— Work instruction —
The answer should contain each record below, repeated exactly.

— Data —
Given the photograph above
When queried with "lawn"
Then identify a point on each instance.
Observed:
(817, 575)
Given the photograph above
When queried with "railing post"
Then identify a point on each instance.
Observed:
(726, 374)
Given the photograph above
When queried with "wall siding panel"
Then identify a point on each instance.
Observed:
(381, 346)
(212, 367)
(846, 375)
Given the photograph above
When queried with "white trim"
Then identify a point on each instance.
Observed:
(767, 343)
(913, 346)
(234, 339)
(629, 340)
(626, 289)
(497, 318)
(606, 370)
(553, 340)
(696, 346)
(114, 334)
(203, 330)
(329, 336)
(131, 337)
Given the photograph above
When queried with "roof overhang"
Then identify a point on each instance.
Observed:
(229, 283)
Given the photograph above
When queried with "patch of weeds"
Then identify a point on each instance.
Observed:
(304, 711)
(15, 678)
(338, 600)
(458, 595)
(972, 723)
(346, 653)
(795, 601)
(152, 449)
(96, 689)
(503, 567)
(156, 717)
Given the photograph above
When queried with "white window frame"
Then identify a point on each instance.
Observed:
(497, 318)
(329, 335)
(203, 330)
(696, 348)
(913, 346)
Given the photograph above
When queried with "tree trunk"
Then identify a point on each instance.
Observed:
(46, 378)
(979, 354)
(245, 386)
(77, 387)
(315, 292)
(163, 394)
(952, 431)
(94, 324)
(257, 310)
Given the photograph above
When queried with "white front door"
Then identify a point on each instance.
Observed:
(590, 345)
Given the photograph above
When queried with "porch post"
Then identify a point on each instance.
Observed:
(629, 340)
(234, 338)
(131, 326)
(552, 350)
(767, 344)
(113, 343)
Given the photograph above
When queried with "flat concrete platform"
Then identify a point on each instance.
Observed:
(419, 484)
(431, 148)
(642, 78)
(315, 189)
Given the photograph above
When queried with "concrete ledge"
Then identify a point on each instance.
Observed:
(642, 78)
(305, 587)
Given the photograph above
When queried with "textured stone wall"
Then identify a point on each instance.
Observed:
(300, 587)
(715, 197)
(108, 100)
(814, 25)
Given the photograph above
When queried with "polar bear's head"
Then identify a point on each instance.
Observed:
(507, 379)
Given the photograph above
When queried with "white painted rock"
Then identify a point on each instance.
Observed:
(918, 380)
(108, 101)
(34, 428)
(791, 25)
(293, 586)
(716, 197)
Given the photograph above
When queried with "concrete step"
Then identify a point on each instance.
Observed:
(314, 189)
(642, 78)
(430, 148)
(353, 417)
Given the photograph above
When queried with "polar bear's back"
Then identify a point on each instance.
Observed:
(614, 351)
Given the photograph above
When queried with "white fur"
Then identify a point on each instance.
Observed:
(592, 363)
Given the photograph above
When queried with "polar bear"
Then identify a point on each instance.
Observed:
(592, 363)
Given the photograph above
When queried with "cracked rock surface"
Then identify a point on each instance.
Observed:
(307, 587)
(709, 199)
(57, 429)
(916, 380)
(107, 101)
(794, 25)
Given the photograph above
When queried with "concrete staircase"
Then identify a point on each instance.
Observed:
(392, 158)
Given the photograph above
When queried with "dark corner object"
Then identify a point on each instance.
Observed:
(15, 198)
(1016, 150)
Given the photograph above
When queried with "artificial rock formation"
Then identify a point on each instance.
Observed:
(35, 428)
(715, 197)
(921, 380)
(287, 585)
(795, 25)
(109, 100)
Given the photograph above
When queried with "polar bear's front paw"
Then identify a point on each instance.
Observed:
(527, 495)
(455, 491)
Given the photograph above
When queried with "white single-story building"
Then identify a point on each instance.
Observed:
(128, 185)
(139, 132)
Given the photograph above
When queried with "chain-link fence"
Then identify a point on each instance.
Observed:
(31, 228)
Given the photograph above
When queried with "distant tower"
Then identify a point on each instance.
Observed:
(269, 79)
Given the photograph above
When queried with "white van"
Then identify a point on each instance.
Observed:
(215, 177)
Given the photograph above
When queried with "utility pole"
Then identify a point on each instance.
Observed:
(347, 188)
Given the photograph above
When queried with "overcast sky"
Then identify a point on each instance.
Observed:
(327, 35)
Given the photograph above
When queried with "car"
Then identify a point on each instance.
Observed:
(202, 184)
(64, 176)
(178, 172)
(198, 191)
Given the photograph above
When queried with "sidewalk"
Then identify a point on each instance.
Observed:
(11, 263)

— Answer section —
Given the photograph above
When queried with "lawn"
Then identify a point on each instance.
Observed:
(817, 575)
Given the photograph above
When queried with "railing post"
Then identify a point on each instance.
Observed:
(726, 374)
Given the photograph above
When queried with "wall siding panel"
Then identify a point on each instance.
Observed:
(381, 346)
(212, 367)
(846, 375)
Given the photograph above
When queried with "white trim"
Then identify a point on each instance.
Observed:
(767, 343)
(913, 346)
(234, 339)
(629, 340)
(626, 289)
(497, 318)
(606, 370)
(553, 340)
(696, 346)
(114, 334)
(203, 330)
(329, 336)
(131, 337)
Given the photograph above
When queried with "roof overhang"
Then identify a point on each instance.
Observed:
(229, 283)
Given the photograph above
When queried with "patch of weeds"
Then identify a point on each instance.
Observed:
(304, 711)
(15, 678)
(338, 600)
(458, 595)
(972, 723)
(346, 653)
(795, 601)
(152, 449)
(96, 689)
(503, 567)
(156, 717)
Given the photograph above
When queried with "white window frame"
Then identify a point on each instance.
Observed:
(497, 318)
(329, 335)
(203, 330)
(696, 348)
(913, 346)
Given the photograph above
When queried with "tree trunk"
Then identify a point on each instance.
Observed:
(46, 378)
(979, 354)
(245, 386)
(77, 387)
(315, 292)
(163, 394)
(952, 431)
(94, 324)
(257, 310)
Given the photograph above
When queried with "white front door"
Then identify a point on each instance.
Observed:
(590, 345)
Given the photograph above
When queried with "porch post"
Then identify a point on each instance.
Observed:
(629, 340)
(234, 338)
(131, 326)
(552, 350)
(767, 344)
(113, 343)
Given the photograph above
When queried with "flat concrete platform"
Then identify a point on each instance.
Observed:
(419, 484)
(431, 148)
(642, 78)
(315, 189)
Given the photograph above
When queried with "concrete ledge"
Then identify a point on each instance.
Observed:
(642, 78)
(305, 587)
Given the photograph above
When queried with "textured stone wall"
Then identify a point on each instance.
Observed:
(300, 587)
(715, 197)
(108, 100)
(814, 25)
Given the photograph above
When queried with "polar bear's head"
Then identify a point on each instance.
Observed:
(507, 379)
Given the photograph above
When queried with "white painted rock"
Then identify a point on each instance.
Observed:
(918, 380)
(108, 101)
(34, 428)
(791, 25)
(293, 586)
(716, 197)
Given the photograph above
When queried with "concrete step"
Then identify a point on each instance.
Observed:
(314, 189)
(642, 78)
(430, 148)
(353, 417)
Given the photograph above
When queried with "polar bear's back"
Then identify a point on each instance.
Observed:
(614, 351)
Given the photograph above
When queried with "white fur"
Then identify a point on each instance.
Observed:
(592, 363)
Given the photograph above
When queried with "polar bear"
Then identify a point on each instance.
Observed:
(592, 363)
Given the photograph above
When queried with "cracked rock surface"
Then identify a point on each instance.
Observed:
(307, 587)
(709, 199)
(57, 429)
(916, 380)
(107, 101)
(794, 25)
Given the photograph above
When queried with "concrete staircase"
Then identify a point on each instance.
Observed:
(392, 158)
Given the photograph above
When queried with "dark corner object"
Then identify a point on each instance.
Observed:
(15, 198)
(1016, 150)
Given the photograph above
When queried with "artificial rock formation"
Then identify a point on each instance.
Observed:
(35, 428)
(715, 197)
(921, 380)
(287, 585)
(795, 25)
(109, 100)
Given the photograph above
When queried with "polar bear's front paw"
Then identify a point on each instance.
Observed:
(527, 495)
(455, 491)
Given the photograph above
When queried with "white single-story building"
Then identify a point on each instance.
Observed:
(128, 185)
(139, 132)
Given the photograph above
When queried with "chain-link fence"
Then identify a point on each instance.
Observed:
(31, 228)
Given the photograph above
When queried with "distant tower"
Then identify a point on each instance.
Observed:
(269, 79)
Given the photograph above
When queried with "white van"
Then identify a point on each instance.
Observed:
(215, 177)
Given the photograph above
When queried with "utility pole"
Then identify a point on each instance.
Observed:
(347, 188)
Given the photograph above
When queried with "overcast sky"
Then identify a point on each instance.
Observed:
(327, 35)
Given the photograph above
When queried with "car"
Then identify a point on each instance.
Observed:
(202, 184)
(64, 176)
(178, 172)
(198, 191)
Given the photograph above
When queried with "sidewalk"
Then identify a point on each instance.
Observed:
(11, 263)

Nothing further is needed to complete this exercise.